◆ EXERCISE OBJECTIVE: Rewrite the records below, replacing "window pane" with "glass panel" everywhere and leaving everything else unchanged.

◆ TASK INPUTS:
-------
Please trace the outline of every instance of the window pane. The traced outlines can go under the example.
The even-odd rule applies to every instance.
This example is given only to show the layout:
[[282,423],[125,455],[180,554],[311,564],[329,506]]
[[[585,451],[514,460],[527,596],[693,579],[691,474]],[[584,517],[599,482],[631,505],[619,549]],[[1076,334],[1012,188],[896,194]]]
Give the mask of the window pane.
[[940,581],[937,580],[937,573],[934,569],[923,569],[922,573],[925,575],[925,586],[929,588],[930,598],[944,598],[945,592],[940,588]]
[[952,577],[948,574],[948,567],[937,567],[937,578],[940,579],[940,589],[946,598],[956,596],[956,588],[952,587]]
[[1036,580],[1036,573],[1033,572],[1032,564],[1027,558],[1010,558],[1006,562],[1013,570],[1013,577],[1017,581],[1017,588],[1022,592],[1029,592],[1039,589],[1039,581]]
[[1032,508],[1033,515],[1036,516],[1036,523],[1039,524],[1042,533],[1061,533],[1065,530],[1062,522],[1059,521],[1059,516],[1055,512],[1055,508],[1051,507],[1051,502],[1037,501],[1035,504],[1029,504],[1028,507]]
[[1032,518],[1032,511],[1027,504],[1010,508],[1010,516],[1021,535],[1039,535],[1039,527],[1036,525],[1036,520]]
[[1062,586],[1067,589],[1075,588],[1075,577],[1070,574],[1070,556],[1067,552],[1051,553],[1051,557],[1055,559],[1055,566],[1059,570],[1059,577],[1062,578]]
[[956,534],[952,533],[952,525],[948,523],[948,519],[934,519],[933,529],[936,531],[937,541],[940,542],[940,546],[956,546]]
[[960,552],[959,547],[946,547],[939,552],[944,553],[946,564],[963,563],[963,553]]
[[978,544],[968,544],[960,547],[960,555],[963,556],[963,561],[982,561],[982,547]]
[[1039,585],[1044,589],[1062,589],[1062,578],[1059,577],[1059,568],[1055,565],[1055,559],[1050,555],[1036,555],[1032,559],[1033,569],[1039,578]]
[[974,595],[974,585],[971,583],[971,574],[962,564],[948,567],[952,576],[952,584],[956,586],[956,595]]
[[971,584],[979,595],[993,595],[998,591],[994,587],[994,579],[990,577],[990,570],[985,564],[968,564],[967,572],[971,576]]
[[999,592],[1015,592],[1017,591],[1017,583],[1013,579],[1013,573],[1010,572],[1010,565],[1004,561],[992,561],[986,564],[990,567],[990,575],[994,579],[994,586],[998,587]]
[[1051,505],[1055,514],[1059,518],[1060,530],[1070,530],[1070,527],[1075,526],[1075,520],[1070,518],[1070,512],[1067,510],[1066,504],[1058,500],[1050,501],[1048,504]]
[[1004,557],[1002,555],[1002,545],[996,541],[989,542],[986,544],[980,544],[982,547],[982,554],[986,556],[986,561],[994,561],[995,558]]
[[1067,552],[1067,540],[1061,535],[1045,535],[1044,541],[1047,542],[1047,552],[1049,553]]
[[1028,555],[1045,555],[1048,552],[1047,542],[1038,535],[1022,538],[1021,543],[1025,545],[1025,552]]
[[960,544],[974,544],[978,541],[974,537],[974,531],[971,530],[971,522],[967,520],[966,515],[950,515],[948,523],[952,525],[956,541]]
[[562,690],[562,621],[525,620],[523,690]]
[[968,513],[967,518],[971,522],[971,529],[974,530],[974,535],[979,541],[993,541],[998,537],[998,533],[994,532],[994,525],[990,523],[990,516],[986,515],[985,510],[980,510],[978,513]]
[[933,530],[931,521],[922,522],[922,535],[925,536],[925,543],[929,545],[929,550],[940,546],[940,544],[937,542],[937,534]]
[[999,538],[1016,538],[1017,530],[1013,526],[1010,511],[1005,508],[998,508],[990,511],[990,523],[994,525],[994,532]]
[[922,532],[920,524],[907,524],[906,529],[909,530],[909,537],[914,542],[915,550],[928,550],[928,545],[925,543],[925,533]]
-------
◆ ANSWER TO THE TASK:
Please trace the outline of every instance of the glass panel. The traced outlines can go under the example.
The even-odd rule applies to every instance.
This example is given only to show the layout:
[[282,423],[125,455],[180,554],[311,564],[329,506]]
[[[585,451],[514,460],[527,596],[693,579],[691,474]],[[584,517],[599,482],[631,505],[619,549]],[[1076,334],[1012,188],[896,194]]]
Give the mask of the glass panel.
[[940,581],[937,580],[937,573],[934,569],[923,569],[922,573],[925,575],[925,586],[929,588],[930,598],[944,598],[945,592],[940,588]]
[[952,577],[948,574],[948,567],[937,567],[937,578],[940,579],[940,589],[946,598],[956,596],[956,588],[952,587]]
[[1036,580],[1036,573],[1033,572],[1032,564],[1027,558],[1010,558],[1006,562],[1013,570],[1013,577],[1017,581],[1017,588],[1022,592],[1029,592],[1039,589],[1039,581]]
[[1032,508],[1033,515],[1036,516],[1036,523],[1039,524],[1042,533],[1061,533],[1065,530],[1062,522],[1059,521],[1059,516],[1055,512],[1055,508],[1051,507],[1051,502],[1037,501],[1035,504],[1029,504],[1028,507]]
[[1032,518],[1032,511],[1027,504],[1010,508],[1010,516],[1021,535],[1039,535],[1039,527],[1036,525],[1036,520]]
[[1062,586],[1067,589],[1075,588],[1075,577],[1070,574],[1070,556],[1067,552],[1051,553],[1051,557],[1055,559],[1055,566],[1059,570],[1059,577],[1062,578]]
[[956,534],[952,533],[952,525],[948,523],[948,519],[934,519],[933,529],[936,531],[937,541],[940,542],[940,546],[956,546]]
[[960,552],[959,547],[946,547],[939,552],[944,553],[946,564],[963,563],[963,553]]
[[978,544],[968,544],[960,547],[960,555],[963,556],[963,561],[982,561],[982,547]]
[[1039,585],[1044,589],[1062,589],[1062,578],[1059,577],[1059,568],[1055,565],[1055,559],[1050,555],[1036,555],[1032,559],[1033,569],[1039,578]]
[[974,595],[974,585],[971,583],[971,574],[962,564],[948,567],[952,576],[952,584],[956,586],[956,595]]
[[971,584],[979,595],[993,595],[998,591],[994,587],[994,579],[990,577],[990,570],[985,564],[968,564],[967,572],[971,576]]
[[999,592],[1015,592],[1017,591],[1017,583],[1013,579],[1013,573],[1010,572],[1010,565],[1004,561],[992,561],[986,564],[990,567],[990,575],[994,579],[994,586],[998,587]]
[[1051,505],[1055,514],[1059,518],[1060,530],[1070,530],[1070,527],[1075,526],[1075,520],[1070,518],[1070,512],[1067,510],[1066,504],[1058,500],[1050,501],[1048,504]]
[[1004,557],[1002,555],[1002,545],[996,541],[989,542],[986,544],[980,544],[982,547],[982,554],[986,556],[986,561],[994,561],[995,558]]
[[1067,552],[1067,540],[1061,535],[1045,535],[1044,541],[1047,542],[1047,552],[1049,553]]
[[1028,555],[1045,555],[1048,552],[1047,542],[1038,535],[1022,538],[1021,543],[1025,545],[1025,552]]
[[960,544],[974,544],[978,541],[974,537],[974,531],[971,530],[971,522],[967,520],[966,515],[950,515],[948,523],[952,525],[956,541]]
[[562,690],[562,621],[525,620],[523,690]]
[[968,513],[967,518],[971,522],[971,529],[974,530],[974,535],[979,541],[993,541],[998,537],[998,533],[994,532],[994,525],[990,523],[990,516],[986,515],[985,510],[980,510],[978,513]]
[[933,530],[931,521],[922,522],[922,535],[925,536],[925,543],[929,545],[929,550],[940,546],[940,544],[937,542],[937,534]]
[[999,538],[1016,538],[1017,530],[1013,526],[1010,511],[1005,508],[998,508],[990,511],[990,523],[994,525],[994,532]]
[[922,532],[920,524],[907,524],[906,529],[909,530],[909,537],[914,542],[915,550],[928,550],[928,545],[925,543],[925,533]]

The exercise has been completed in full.